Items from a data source
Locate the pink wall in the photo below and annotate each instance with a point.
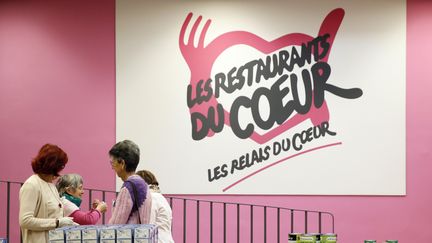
(57, 84)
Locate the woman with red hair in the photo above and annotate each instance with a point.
(40, 206)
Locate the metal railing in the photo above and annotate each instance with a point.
(197, 220)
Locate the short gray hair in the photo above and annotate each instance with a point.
(68, 181)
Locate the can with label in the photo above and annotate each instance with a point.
(329, 238)
(308, 238)
(294, 238)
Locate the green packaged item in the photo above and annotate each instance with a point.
(308, 238)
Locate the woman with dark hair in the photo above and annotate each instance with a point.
(40, 206)
(161, 213)
(133, 203)
(70, 188)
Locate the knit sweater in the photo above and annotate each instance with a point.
(123, 212)
(40, 205)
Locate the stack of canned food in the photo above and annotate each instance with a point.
(312, 238)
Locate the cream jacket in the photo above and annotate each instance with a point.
(40, 205)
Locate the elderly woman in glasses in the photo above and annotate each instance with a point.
(70, 188)
(133, 203)
(40, 206)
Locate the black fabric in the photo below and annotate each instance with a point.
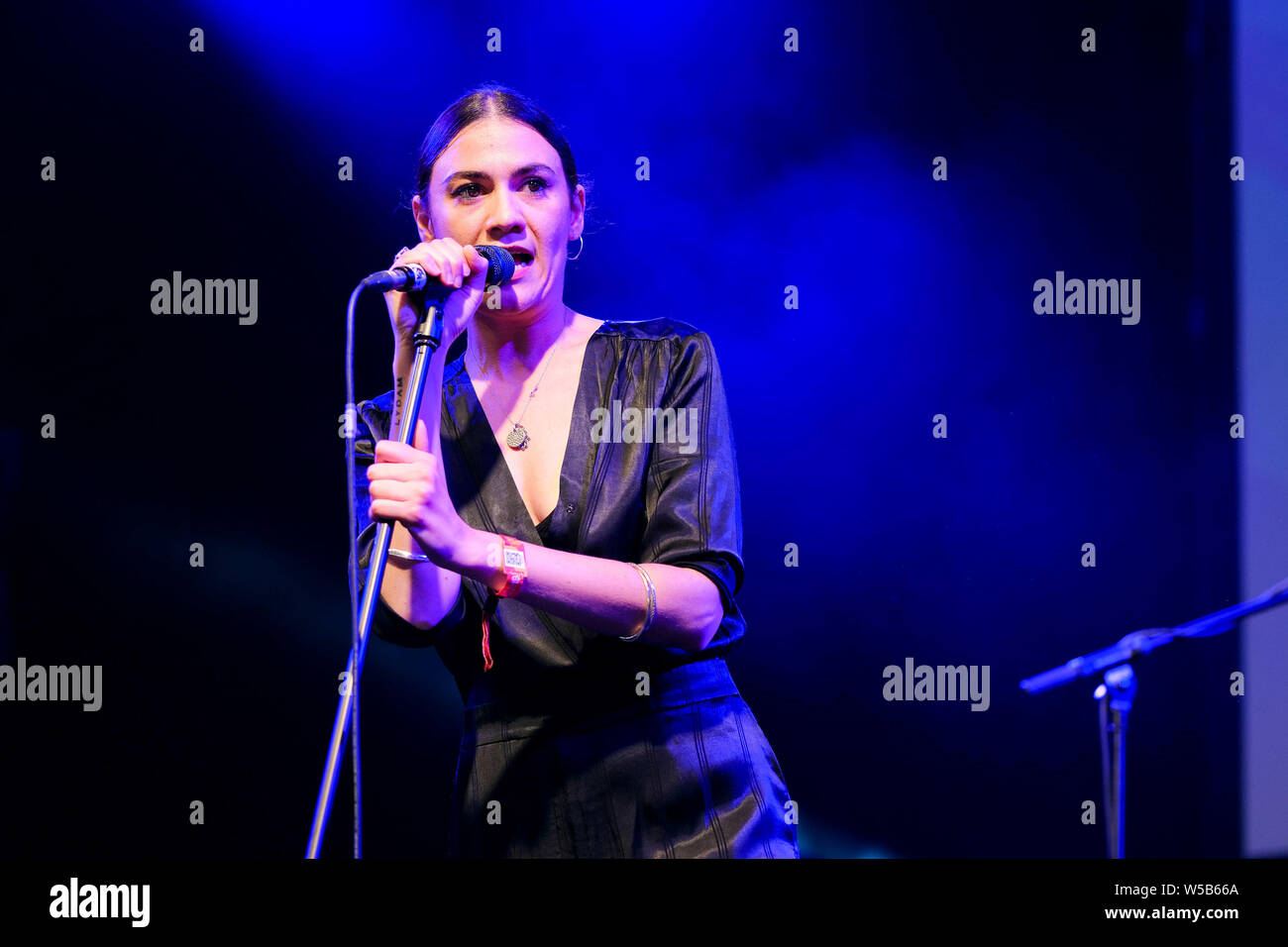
(658, 736)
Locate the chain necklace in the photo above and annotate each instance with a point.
(518, 437)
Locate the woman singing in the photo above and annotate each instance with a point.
(575, 566)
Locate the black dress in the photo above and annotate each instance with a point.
(578, 744)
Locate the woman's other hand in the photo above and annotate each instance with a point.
(408, 484)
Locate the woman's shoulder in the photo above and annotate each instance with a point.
(662, 329)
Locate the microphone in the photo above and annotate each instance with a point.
(411, 277)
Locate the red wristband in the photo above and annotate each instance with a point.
(515, 565)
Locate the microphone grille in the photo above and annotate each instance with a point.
(500, 263)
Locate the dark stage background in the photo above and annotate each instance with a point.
(810, 169)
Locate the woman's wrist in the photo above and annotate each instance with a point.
(478, 557)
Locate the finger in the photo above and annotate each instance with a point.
(395, 451)
(478, 263)
(395, 491)
(446, 266)
(456, 253)
(395, 472)
(389, 510)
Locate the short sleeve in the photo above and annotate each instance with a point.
(692, 496)
(373, 424)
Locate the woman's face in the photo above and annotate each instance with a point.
(500, 182)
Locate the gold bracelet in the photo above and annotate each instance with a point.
(651, 609)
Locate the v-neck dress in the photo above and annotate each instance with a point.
(576, 744)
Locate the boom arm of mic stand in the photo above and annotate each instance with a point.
(426, 339)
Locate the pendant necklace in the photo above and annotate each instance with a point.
(518, 437)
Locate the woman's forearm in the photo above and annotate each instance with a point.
(605, 595)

Exercise:
Please output the records above exactly, without the pictures.

Exercise response:
Locate the pink wall in the photo below and annotate each instance with a point.
(57, 84)
Locate the woman with red hair in the photo above and annotate each instance with a point.
(40, 206)
Locate the metal railing in the photo above and annotate each instance with a point.
(197, 220)
Locate the short gray hair in the photo above and annotate each instance with a point.
(68, 181)
Locate the can with label in the photo above and annotate each instance with a point.
(329, 238)
(308, 238)
(294, 238)
Locate the green packaged item in the photo above and annotate each instance with a point.
(308, 238)
Locate the woman with dark hair in the photo above and annotate each instance with a point.
(40, 206)
(161, 213)
(133, 203)
(70, 188)
Locate the knit sweater in the photo above and annotate each instance with a point.
(123, 212)
(40, 205)
Locate the stack of canned food in the photo above and annotate each instance with a point.
(312, 238)
Locate the cream jacket in the photo above and annotate each instance with a point.
(40, 205)
Locate the elderly woman in glasses in the photo above and annotate each instance with a point.
(70, 188)
(133, 203)
(40, 206)
Locate the black fabric in the photo below and annotate each instance with a point.
(658, 736)
Locate the chain necklace in the photo above and annotate each instance with a point.
(518, 437)
Locate the woman singing in the photo above and annotate each instance with a point.
(575, 566)
Locate the black dress in the photo above and annotate each instance with a point.
(578, 744)
Locate the woman's other hand in the photo above and annotate each instance with a point.
(408, 484)
Locate the woman's shoulder in the photo above and annotate each instance with a point.
(662, 329)
Locate the microphone in the photo above and annotate each instance with a point.
(411, 277)
Locate the red wristband in the photo above and annotate each instance with a point.
(515, 565)
Locate the microphone grille in the photo above and annotate each instance with a point.
(500, 263)
Locate the dark stage background in the photo above and annotate each instance with a point.
(810, 169)
Locate the woman's wrist in the photo above and annotate each instance with a point.
(478, 557)
Locate the finger in the photo above and annotate each instance with a point.
(395, 451)
(478, 263)
(395, 491)
(446, 266)
(456, 253)
(395, 472)
(389, 510)
Locate the short sleeve in the photo above and annotate each instance with a point.
(692, 496)
(373, 424)
Locate the woman's face in the photo above and annotate each instance with a point.
(500, 182)
Locate the gold bracelet in the photo above and annotate each instance with a point.
(651, 609)
Locate the v-neck dress in the photo above and annotate each instance with a point.
(576, 744)
Locate the boom arm of mic stand in the photo above and annotate each instance with a point.
(426, 339)
Locate the pendant necklace in the photo above and annotate each instance with a point.
(518, 437)
Locate the woman's forearm in the photo above and annotate each instance with a point.
(605, 595)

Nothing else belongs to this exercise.